[Given problem]:
Copy all of the items below word for word, leaving the pictures out of your copy.

[Data provided]:
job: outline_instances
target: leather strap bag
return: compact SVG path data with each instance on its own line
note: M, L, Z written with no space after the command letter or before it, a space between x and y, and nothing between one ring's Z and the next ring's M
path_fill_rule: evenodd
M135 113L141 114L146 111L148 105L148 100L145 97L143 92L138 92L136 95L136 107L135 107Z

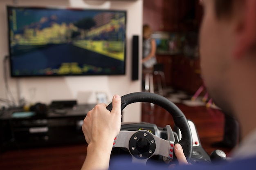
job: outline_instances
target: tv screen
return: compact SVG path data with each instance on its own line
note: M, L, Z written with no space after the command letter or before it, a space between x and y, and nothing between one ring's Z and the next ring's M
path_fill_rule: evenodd
M125 74L126 11L7 6L11 76Z

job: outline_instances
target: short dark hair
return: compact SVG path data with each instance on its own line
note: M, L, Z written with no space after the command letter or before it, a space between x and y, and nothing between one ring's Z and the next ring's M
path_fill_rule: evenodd
M232 14L234 2L238 0L215 0L215 12L218 18Z

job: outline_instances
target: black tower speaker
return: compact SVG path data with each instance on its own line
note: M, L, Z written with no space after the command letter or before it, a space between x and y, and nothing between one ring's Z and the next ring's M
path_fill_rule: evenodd
M139 35L132 36L132 79L139 79Z

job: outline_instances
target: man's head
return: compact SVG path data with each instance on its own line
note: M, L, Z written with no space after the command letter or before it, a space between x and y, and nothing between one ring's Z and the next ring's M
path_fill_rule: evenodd
M256 44L256 0L202 2L204 10L199 41L202 76L213 101L225 112L236 114L238 98L245 98L242 91L252 88L245 84L253 83L249 82L252 74L256 76L256 65L253 66L256 53L252 50Z

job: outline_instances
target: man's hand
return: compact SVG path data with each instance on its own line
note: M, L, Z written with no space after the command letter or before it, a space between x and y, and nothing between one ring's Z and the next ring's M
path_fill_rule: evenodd
M112 100L111 112L106 109L107 106L104 103L97 104L88 112L82 129L88 144L91 142L100 141L101 143L104 141L106 143L110 139L114 141L121 128L121 97L115 95Z
M106 170L115 137L121 126L121 98L115 95L111 112L106 104L96 105L88 112L82 129L88 144L83 170Z
M189 163L183 153L183 149L181 145L179 144L176 144L174 146L174 153L177 158L179 165L188 165Z

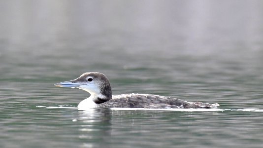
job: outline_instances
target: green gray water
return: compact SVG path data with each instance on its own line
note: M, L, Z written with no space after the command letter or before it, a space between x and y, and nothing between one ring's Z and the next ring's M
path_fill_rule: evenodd
M263 147L262 1L0 0L0 148ZM114 94L226 110L71 109L89 94L53 84L87 72L105 74Z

[Exercise answer]:
job: outline_instances
target: leather strap bag
return: compact SVG path data with each instance on its own line
note: M, L, Z written with no space after the command letter or before it, a space between x and y, and nothing between one ring's Z and the next ring's M
path_fill_rule: evenodd
M135 113L141 114L146 111L148 105L148 100L145 97L143 92L138 92L136 95L136 107L135 107Z

job: outline_instances
target: tv screen
return: compact SVG path data with each instance on its own line
note: M, L, Z written with no space after the command letter or before it, a space between x and y, and nothing between one ring's Z and the next ring's M
path_fill_rule: evenodd
M125 74L126 11L7 6L11 76Z

job: outline_instances
target: short dark hair
return: compact SVG path data with each instance on its own line
note: M, L, Z written with no space after the command letter or before it, a space between x and y, and nothing between one ring's Z and the next ring's M
path_fill_rule: evenodd
M232 14L234 2L238 0L215 0L215 12L218 18Z

job: outline_instances
target: black tower speaker
return: compact SVG path data with each instance on its own line
note: M, L, Z written with no space after the command letter or before it, a space between x and y, and nothing between one ring's Z and the next ring's M
path_fill_rule: evenodd
M139 35L132 36L132 79L139 79Z

job: outline_instances
target: man's head
return: compact SVG path data with each instance on its own line
note: M, L, Z written with no space after the command letter or before it, a space between x and y, and nothing between one ring's Z and the next ring's M
path_fill_rule: evenodd
M256 44L256 0L202 2L204 10L199 41L202 76L213 101L225 112L236 114L238 98L245 98L242 91L252 88L245 84L253 83L249 82L252 74L256 76L256 65L253 66L256 53L252 50Z

job: outline_instances
target: man's hand
return: compact SVG path data with each instance on its own line
note: M, L, Z written with no space after the command letter or before it, a space between x and y, and nothing between one ring's Z and the next ring's M
path_fill_rule: evenodd
M112 100L111 112L106 109L107 106L104 103L97 104L88 112L82 129L88 144L91 142L100 141L101 143L104 141L106 143L110 139L114 141L121 128L121 97L115 95Z
M106 170L115 137L121 126L121 98L115 95L111 112L106 104L96 105L88 112L82 129L88 144L83 170Z
M189 163L183 153L183 149L181 145L179 144L176 144L174 146L174 153L177 158L179 165L188 165Z

job: outline_instances
target: green gray water
return: compact SVG path data with each instance on its own line
note: M, L, Z written with no space after the command letter or before it, a space between x and y, and nothing between one ring's Z and the next ring's M
path_fill_rule: evenodd
M263 147L262 1L0 0L0 148ZM114 94L226 110L71 109L89 94L53 84L87 72L105 74Z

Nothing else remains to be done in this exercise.